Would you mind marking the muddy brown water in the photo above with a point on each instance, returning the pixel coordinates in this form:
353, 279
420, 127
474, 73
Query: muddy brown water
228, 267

Directions for this task:
The records above need to be output again, verbatim.

Answer space:
Would you mind marking the muddy brown water in the photo above with a point on each instance, returning the pixel coordinates in this form:
353, 279
420, 127
474, 73
Query: muddy brown water
228, 267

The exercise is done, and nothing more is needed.